> [Set task] Which lines in the items below contain the word "golden"? Pull out each of those lines in full.

***

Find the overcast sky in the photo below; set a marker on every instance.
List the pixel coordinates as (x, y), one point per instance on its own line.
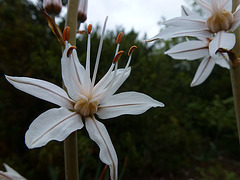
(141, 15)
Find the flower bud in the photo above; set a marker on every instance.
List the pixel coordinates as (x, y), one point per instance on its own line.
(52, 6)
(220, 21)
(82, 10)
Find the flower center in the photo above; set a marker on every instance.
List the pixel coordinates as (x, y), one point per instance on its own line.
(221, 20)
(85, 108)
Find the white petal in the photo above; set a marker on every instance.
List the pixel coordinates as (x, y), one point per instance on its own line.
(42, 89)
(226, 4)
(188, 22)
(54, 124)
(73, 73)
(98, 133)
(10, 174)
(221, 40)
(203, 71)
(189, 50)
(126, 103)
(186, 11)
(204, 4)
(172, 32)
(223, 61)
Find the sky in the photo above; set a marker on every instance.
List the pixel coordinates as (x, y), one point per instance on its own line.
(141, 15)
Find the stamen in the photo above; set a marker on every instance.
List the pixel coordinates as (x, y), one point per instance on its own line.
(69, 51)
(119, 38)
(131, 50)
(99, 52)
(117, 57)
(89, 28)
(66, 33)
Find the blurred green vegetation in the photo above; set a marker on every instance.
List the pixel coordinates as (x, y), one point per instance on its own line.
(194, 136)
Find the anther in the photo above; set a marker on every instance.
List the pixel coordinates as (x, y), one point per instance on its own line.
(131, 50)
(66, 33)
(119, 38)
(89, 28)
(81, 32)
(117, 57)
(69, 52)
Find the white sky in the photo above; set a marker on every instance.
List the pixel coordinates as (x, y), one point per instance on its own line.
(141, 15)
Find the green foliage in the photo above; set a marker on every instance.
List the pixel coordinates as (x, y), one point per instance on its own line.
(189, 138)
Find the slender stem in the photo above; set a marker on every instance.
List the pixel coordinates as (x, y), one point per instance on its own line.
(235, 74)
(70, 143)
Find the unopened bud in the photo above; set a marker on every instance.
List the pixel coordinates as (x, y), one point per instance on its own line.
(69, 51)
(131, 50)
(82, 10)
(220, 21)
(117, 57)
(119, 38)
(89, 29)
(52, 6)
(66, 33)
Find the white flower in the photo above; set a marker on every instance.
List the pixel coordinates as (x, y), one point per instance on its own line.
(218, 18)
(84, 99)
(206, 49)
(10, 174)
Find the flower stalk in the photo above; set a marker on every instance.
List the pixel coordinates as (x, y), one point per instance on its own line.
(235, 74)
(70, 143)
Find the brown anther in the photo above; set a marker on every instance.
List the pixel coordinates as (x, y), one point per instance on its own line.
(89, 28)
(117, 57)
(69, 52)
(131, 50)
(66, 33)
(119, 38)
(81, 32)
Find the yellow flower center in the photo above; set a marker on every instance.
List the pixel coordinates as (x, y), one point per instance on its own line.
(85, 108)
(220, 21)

***

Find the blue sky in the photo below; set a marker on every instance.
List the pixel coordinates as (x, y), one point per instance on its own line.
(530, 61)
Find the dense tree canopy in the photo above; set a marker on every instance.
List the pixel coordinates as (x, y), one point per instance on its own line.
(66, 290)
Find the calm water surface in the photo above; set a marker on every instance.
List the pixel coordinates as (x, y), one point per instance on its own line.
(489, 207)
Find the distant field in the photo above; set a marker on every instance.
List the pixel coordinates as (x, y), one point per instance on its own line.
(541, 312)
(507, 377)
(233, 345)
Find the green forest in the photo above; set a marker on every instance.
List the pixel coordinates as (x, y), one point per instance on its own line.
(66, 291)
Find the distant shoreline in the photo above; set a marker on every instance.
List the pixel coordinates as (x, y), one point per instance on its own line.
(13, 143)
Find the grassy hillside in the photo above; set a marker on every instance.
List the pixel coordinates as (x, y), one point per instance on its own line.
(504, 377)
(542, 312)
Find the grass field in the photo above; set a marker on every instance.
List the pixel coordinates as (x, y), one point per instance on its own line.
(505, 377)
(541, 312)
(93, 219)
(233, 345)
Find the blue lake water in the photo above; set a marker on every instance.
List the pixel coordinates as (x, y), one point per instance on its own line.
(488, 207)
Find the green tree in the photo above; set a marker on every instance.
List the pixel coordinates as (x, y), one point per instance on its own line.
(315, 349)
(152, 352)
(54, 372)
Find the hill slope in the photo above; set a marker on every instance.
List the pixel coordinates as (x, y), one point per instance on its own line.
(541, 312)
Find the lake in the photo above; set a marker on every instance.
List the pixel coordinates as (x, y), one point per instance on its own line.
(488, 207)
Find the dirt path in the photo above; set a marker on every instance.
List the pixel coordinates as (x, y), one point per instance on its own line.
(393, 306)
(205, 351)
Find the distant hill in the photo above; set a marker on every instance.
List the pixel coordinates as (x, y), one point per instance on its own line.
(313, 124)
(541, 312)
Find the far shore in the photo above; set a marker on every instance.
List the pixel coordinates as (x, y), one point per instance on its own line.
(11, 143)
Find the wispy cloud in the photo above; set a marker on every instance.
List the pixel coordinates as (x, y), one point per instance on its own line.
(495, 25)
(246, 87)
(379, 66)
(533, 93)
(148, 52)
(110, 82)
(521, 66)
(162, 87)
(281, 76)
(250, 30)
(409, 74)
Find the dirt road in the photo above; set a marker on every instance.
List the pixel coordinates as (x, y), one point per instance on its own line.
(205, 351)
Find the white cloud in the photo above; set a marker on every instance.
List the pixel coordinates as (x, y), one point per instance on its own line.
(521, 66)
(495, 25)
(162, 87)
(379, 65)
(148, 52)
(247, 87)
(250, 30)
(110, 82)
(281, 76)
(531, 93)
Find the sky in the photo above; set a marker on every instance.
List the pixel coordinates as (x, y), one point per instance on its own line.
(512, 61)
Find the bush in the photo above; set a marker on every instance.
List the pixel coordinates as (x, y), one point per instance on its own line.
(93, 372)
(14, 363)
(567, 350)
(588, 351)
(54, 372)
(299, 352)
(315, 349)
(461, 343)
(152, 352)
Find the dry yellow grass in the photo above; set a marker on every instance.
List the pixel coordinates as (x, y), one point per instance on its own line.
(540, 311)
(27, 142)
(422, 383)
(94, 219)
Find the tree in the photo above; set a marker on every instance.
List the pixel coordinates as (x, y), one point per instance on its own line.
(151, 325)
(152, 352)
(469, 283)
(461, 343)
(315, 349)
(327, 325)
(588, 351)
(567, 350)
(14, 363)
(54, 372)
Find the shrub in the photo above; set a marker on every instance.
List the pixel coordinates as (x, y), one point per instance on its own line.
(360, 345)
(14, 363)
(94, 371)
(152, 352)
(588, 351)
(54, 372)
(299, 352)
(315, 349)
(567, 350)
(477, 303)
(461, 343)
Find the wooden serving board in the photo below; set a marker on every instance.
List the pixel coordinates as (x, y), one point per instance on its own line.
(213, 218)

***

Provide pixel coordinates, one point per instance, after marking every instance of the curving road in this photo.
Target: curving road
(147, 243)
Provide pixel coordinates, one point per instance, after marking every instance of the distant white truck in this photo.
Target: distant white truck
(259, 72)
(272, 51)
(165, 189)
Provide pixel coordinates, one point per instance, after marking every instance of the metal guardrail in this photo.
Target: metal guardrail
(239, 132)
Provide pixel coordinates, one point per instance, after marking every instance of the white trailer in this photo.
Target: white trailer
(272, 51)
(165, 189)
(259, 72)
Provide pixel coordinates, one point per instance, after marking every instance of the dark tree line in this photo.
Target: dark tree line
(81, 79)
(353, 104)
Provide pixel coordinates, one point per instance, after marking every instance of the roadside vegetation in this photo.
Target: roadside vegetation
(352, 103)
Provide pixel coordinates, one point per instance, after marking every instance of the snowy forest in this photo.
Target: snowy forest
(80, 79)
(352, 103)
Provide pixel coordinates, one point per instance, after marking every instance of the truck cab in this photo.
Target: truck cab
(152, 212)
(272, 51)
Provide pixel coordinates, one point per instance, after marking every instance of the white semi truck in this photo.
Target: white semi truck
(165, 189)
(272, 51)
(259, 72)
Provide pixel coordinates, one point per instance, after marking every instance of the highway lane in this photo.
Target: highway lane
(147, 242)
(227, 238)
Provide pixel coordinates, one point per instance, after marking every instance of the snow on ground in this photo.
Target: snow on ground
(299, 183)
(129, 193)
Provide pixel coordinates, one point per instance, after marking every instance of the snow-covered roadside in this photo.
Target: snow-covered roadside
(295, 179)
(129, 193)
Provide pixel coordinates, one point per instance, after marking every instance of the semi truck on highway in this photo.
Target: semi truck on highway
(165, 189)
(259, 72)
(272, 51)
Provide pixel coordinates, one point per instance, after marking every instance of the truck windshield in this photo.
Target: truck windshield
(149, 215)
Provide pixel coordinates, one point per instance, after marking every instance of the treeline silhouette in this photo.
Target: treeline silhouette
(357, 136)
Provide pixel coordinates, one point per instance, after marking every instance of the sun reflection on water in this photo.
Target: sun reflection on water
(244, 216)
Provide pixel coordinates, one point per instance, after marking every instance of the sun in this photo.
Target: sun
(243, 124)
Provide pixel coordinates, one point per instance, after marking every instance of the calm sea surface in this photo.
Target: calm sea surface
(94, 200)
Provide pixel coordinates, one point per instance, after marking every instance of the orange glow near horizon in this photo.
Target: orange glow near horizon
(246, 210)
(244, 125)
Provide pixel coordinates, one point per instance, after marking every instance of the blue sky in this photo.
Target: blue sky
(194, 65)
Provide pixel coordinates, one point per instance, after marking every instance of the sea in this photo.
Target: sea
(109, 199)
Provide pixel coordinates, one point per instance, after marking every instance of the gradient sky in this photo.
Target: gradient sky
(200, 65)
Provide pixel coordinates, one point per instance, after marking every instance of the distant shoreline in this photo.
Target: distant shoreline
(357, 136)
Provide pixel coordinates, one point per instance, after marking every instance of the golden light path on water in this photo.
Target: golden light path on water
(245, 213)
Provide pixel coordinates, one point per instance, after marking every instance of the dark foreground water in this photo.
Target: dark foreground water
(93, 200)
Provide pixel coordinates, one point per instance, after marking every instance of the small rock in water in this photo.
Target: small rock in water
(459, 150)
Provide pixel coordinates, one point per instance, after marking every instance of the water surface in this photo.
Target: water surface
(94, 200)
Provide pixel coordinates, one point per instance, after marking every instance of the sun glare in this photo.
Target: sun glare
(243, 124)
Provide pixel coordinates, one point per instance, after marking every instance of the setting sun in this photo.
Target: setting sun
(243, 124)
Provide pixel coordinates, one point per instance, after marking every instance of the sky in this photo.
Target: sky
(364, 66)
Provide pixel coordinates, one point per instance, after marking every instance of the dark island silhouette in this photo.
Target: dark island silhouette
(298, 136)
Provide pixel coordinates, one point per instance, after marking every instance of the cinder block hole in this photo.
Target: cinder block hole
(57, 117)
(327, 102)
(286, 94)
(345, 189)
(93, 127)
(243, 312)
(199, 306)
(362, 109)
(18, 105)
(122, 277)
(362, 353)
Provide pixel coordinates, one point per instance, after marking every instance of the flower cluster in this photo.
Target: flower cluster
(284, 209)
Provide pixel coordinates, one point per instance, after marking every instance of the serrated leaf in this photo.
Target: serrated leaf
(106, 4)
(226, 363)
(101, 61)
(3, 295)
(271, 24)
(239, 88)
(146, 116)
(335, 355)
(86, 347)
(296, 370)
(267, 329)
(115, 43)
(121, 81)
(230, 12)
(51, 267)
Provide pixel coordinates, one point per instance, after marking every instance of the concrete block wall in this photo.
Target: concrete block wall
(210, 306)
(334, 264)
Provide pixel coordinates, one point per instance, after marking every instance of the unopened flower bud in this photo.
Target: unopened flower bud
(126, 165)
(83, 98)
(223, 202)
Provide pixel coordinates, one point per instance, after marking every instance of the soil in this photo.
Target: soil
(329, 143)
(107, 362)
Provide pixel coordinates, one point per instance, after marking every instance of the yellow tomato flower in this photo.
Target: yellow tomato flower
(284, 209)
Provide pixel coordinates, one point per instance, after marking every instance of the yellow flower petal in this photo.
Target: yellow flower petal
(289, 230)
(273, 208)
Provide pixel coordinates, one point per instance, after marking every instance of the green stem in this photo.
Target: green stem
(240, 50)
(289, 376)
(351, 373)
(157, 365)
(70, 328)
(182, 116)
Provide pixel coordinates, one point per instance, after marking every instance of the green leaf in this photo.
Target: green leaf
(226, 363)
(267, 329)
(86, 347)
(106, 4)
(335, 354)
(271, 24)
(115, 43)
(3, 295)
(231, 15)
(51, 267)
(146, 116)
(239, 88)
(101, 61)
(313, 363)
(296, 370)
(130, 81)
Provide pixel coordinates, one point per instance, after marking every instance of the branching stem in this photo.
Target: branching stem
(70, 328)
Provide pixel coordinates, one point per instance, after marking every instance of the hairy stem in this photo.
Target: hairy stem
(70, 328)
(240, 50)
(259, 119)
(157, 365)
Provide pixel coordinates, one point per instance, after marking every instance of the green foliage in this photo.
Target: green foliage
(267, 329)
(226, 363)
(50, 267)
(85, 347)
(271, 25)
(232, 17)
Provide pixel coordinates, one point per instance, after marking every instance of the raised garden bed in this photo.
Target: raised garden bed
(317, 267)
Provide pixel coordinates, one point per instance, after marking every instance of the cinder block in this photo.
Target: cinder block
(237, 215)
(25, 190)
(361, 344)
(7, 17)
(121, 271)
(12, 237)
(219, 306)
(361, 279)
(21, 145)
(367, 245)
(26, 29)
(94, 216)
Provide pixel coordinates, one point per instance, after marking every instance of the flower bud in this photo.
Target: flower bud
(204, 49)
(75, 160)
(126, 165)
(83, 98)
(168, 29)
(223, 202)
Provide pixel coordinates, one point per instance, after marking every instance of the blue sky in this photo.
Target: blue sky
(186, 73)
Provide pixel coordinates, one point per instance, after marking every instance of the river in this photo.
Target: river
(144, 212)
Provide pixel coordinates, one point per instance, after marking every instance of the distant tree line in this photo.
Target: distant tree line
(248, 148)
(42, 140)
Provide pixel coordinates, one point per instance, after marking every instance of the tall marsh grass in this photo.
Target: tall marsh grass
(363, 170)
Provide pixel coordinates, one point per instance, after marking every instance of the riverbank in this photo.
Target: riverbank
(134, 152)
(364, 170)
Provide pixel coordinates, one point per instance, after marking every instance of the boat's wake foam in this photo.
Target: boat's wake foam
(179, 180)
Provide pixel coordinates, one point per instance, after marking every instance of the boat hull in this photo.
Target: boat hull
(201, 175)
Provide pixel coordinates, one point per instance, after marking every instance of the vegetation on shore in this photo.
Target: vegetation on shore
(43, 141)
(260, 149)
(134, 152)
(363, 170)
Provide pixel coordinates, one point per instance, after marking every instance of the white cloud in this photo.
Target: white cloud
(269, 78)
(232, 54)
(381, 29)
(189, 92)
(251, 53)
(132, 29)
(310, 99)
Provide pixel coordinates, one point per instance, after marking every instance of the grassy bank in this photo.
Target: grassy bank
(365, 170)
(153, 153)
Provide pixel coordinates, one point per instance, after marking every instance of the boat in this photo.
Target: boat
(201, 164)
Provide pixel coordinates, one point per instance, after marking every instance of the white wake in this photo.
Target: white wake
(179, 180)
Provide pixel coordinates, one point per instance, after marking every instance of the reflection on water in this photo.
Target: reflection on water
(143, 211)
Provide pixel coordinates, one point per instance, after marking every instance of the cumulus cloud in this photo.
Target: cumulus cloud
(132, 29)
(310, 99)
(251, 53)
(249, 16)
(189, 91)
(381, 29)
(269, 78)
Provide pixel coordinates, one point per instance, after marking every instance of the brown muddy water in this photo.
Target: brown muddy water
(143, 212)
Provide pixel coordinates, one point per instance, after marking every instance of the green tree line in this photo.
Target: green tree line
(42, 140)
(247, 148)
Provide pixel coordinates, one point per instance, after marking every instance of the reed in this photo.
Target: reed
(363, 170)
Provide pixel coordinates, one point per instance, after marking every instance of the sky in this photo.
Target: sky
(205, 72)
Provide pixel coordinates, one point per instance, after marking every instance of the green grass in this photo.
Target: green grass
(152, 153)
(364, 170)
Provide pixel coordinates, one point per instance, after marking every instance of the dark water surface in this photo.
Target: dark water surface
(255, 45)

***

> [Output below]
Provide pixel coordinates, one point per instance, after marking every instance of the golden light path on water in this photo.
Target: golden light path on water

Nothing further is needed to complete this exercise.